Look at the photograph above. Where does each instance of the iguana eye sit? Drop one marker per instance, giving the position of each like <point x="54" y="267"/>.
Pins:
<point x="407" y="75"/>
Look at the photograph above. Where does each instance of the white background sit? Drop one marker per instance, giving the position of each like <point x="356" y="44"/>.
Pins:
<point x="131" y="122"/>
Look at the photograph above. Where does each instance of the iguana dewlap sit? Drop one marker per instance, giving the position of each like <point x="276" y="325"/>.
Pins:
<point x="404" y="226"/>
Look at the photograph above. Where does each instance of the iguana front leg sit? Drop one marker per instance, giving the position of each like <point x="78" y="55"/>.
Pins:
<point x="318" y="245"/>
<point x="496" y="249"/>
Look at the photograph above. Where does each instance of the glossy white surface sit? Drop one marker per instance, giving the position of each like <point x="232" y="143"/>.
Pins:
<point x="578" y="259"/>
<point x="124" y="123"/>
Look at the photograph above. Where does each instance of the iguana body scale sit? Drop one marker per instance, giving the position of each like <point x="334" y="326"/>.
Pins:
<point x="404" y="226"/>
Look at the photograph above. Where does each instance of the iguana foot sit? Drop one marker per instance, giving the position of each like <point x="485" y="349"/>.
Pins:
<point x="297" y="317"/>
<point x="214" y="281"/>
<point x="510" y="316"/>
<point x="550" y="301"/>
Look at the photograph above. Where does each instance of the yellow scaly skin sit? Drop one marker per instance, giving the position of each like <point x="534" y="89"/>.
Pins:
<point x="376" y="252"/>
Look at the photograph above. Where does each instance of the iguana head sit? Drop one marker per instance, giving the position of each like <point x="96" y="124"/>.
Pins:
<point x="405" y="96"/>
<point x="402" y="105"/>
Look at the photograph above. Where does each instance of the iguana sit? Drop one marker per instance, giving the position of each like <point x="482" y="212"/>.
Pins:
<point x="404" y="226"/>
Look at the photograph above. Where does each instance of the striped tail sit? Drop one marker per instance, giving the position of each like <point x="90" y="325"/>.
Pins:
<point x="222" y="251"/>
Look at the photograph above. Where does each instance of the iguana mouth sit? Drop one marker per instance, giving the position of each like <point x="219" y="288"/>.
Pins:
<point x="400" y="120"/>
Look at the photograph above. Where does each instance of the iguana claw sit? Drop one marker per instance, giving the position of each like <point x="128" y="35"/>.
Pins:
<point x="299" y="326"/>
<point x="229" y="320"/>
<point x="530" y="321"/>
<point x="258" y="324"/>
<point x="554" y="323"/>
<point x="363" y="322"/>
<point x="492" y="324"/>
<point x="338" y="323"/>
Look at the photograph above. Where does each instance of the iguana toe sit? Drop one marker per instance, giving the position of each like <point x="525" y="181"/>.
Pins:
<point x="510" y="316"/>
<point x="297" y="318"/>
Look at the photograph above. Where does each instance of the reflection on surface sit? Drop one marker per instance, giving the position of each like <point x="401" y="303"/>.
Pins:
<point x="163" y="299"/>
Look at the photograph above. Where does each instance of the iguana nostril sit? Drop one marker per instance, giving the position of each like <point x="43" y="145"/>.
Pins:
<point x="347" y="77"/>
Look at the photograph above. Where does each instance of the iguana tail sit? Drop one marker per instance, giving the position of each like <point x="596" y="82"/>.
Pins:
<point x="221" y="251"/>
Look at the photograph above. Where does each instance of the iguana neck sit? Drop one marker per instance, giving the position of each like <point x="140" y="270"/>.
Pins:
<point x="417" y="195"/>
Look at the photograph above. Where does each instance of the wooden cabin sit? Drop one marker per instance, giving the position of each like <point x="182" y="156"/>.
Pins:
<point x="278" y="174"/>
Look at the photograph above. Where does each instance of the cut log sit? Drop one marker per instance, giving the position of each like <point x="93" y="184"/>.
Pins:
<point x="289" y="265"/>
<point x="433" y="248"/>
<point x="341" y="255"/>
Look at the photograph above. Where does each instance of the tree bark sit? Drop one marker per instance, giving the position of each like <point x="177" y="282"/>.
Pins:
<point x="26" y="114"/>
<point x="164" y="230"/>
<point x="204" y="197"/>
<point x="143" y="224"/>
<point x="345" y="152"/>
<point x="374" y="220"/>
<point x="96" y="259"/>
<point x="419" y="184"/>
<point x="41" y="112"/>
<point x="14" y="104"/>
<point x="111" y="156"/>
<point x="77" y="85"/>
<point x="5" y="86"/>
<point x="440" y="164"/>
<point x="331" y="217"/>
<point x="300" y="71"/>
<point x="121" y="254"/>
* * * * * * *
#### Exercise directions:
Wherever the string "surface" appears in the records above, copy the line it sits in.

#### Task solution:
Look at the photograph above. Where does each instance of the glossy white surface sit? Drop one marker per instance, giving the position of each like <point x="232" y="143"/>.
Look at the photograph above. Where does each instance of the reflection on surface sit? Drop one marker per instance, giving the position of each like <point x="401" y="303"/>.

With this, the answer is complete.